_Required tasks_:
[A] List every person named in the text on William Anastasi's retrospective.
[B] From the text on William Anastasi's retrospective, reproduce everything from "William Anastasi explores" down to "a justified longing.".

William Anastasi explores the elementary constituents of art--the viewing space, the viewer, pictorial space and its framing, time, chance, decision, etc.--and thereby plays with artistic cognition in its various forms. This retrospective (and a concurrent exhibition with Dove Bradshaw and John Cage at the Museum of Contemporary Art in Roskilde, Denmark) shows his work, with its tenacious ambition to shed all metaphysical pretension, to involve a constant approximation to the real. The wall removal pieces from 1966, for example, where a section of the coating of the wall in the exhibition space is removed ("height and depth variable"), represent a space-clearing gesture that still comes across with a justified longing.
For Anastasi, the medium propagates the medium, as Bent Fausing states in his catalogue text. But ultimately, the question is to what degree art propagates art. Even if some of the work is nearly forty years old, you are still provoked by its weightlessness. Is this the product of old-fashioned aestheticism ("Beauty can be found in anything"), or of a vulnerability that creates an open basis for value judgment, by way of a literalism meant to install no power relationships between things? It seems that the relentlessly analytical, almost Cartesian spirit in which Anastasi has undertaken to explore art and its various aspects has led him to break with conventional definitions of aesthetics while at the same time enriching art with new formal possibilities. His work balances contradictions: erasing aesthetic boundaries while being uncompromising with the form of the specific work; approaching dematerialization while confronting materiality head-on; aligning self-sameness and alchemic transformation; and focusin g on the reality of the present moment while grasping the timeless.

Object position labeling entries
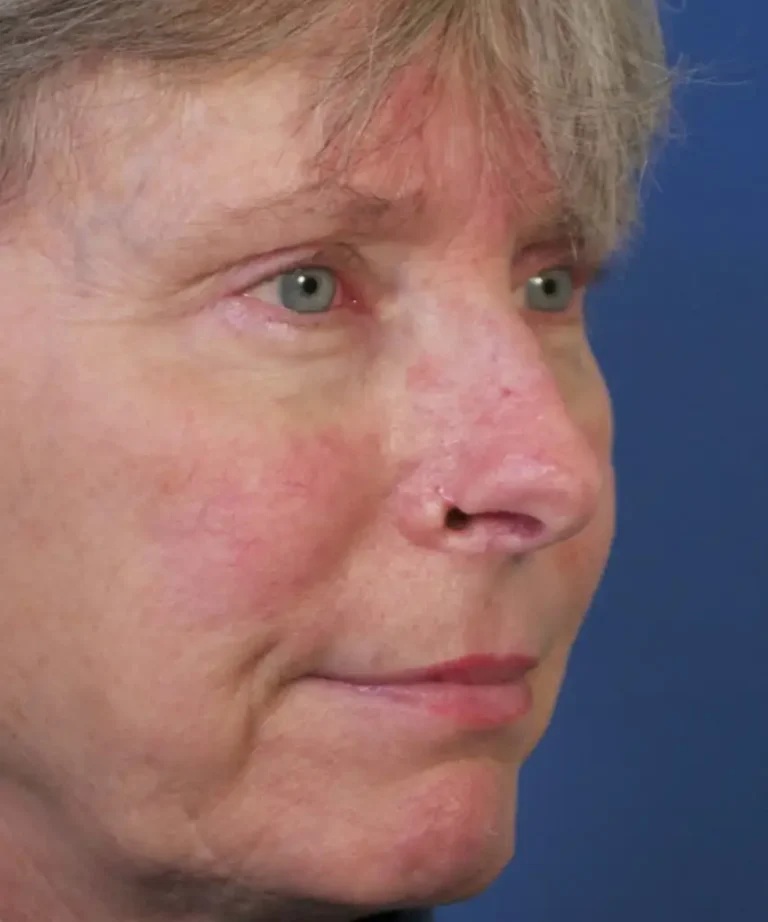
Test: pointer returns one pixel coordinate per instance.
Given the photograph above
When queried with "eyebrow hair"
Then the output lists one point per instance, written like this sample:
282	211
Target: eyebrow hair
329	209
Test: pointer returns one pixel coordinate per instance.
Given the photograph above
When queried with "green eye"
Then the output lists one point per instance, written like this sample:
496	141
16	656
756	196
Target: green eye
550	291
307	291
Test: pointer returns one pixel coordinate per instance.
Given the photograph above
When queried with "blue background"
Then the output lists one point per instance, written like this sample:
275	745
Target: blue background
648	799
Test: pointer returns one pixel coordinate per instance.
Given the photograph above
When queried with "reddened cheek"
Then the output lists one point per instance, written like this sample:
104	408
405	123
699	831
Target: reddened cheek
254	526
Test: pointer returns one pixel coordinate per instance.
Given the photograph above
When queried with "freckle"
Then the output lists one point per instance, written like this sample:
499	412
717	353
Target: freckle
422	375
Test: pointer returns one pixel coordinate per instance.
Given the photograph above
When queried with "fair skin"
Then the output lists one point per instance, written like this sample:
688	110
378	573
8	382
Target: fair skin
209	498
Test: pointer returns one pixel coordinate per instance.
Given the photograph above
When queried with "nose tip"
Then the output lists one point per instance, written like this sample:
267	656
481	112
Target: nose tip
552	506
513	508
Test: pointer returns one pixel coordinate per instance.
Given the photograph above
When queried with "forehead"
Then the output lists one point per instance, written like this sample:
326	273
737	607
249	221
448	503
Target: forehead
226	145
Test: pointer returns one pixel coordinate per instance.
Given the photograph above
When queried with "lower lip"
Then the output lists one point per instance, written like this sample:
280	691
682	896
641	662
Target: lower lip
476	707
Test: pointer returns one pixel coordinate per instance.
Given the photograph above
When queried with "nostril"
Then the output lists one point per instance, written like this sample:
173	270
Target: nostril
521	526
456	520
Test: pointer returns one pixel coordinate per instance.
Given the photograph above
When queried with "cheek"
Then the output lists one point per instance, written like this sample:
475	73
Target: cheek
256	529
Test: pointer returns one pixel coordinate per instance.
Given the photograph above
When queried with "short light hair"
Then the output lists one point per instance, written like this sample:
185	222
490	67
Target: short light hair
591	74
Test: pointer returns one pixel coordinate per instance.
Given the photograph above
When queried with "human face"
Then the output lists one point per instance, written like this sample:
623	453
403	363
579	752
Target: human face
211	498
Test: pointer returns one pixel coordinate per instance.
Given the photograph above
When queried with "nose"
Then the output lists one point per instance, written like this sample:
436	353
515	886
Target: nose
491	457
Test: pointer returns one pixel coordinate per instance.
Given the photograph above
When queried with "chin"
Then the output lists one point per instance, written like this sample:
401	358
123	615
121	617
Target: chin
446	838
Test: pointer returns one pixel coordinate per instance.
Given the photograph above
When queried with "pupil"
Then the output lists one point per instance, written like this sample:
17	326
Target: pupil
550	287
309	285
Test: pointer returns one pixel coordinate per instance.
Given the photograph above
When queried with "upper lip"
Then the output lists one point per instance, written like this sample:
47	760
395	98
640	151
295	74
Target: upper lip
477	669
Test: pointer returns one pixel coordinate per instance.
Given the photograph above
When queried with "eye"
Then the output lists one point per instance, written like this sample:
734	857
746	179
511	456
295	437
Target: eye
310	290
304	290
550	291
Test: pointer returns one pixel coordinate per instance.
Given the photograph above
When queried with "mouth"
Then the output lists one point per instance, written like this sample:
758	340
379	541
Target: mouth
476	692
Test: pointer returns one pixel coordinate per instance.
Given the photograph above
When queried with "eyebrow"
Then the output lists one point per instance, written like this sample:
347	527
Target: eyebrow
229	233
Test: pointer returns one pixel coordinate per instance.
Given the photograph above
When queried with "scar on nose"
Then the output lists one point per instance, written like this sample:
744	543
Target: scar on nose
456	520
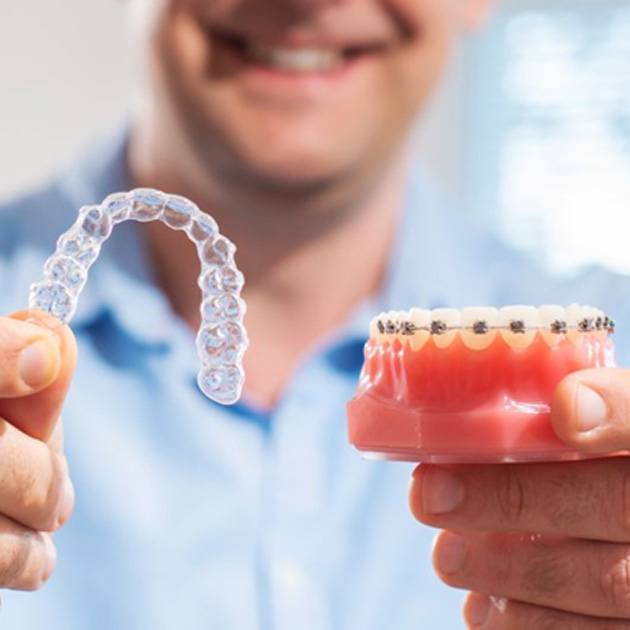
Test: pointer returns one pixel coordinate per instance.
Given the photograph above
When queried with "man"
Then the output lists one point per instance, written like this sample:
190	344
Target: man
288	121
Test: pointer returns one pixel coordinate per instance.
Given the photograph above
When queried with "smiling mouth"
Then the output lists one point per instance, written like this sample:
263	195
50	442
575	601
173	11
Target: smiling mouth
293	59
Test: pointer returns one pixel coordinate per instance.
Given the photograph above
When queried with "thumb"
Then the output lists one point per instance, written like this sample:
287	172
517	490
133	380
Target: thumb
591	410
37	414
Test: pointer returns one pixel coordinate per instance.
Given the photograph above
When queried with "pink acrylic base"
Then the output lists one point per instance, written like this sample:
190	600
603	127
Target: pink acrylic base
500	433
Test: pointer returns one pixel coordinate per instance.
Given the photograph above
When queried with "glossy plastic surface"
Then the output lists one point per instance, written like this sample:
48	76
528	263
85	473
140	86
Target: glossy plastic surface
460	405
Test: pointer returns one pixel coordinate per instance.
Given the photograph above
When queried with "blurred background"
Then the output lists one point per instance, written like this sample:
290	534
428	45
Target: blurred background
531	131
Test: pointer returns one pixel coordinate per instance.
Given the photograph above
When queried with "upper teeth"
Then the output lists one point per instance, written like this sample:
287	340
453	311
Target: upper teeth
479	326
295	59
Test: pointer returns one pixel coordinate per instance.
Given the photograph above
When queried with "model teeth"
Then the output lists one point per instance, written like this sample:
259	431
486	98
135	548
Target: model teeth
296	59
420	320
519	325
553	324
478	327
445	324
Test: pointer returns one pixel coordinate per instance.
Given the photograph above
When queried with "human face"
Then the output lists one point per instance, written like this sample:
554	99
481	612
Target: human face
296	92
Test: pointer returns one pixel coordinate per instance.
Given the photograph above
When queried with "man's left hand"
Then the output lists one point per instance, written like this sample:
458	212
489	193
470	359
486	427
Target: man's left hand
542	545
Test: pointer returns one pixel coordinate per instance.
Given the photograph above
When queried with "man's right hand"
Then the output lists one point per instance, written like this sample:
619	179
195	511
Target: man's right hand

_Answers for the tasks_:
[A] William Anastasi, Dove Bradshaw, John Cage, Bent Fausing

[B]
William Anastasi explores the elementary constituents of art--the viewing space, the viewer, pictorial space and its framing, time, chance, decision, etc.--and thereby plays with artistic cognition in its various forms. This retrospective (and a concurrent exhibition with Dove Bradshaw and John Cage at the Museum of Contemporary Art in Roskilde, Denmark) shows his work, with its tenacious ambition to shed all metaphysical pretension, to involve a constant approximation to the real. The wall removal pieces from 1966, for example, where a section of the coating of the wall in the exhibition space is removed ("height and depth variable"), represent a space-clearing gesture that still comes across with a justified longing.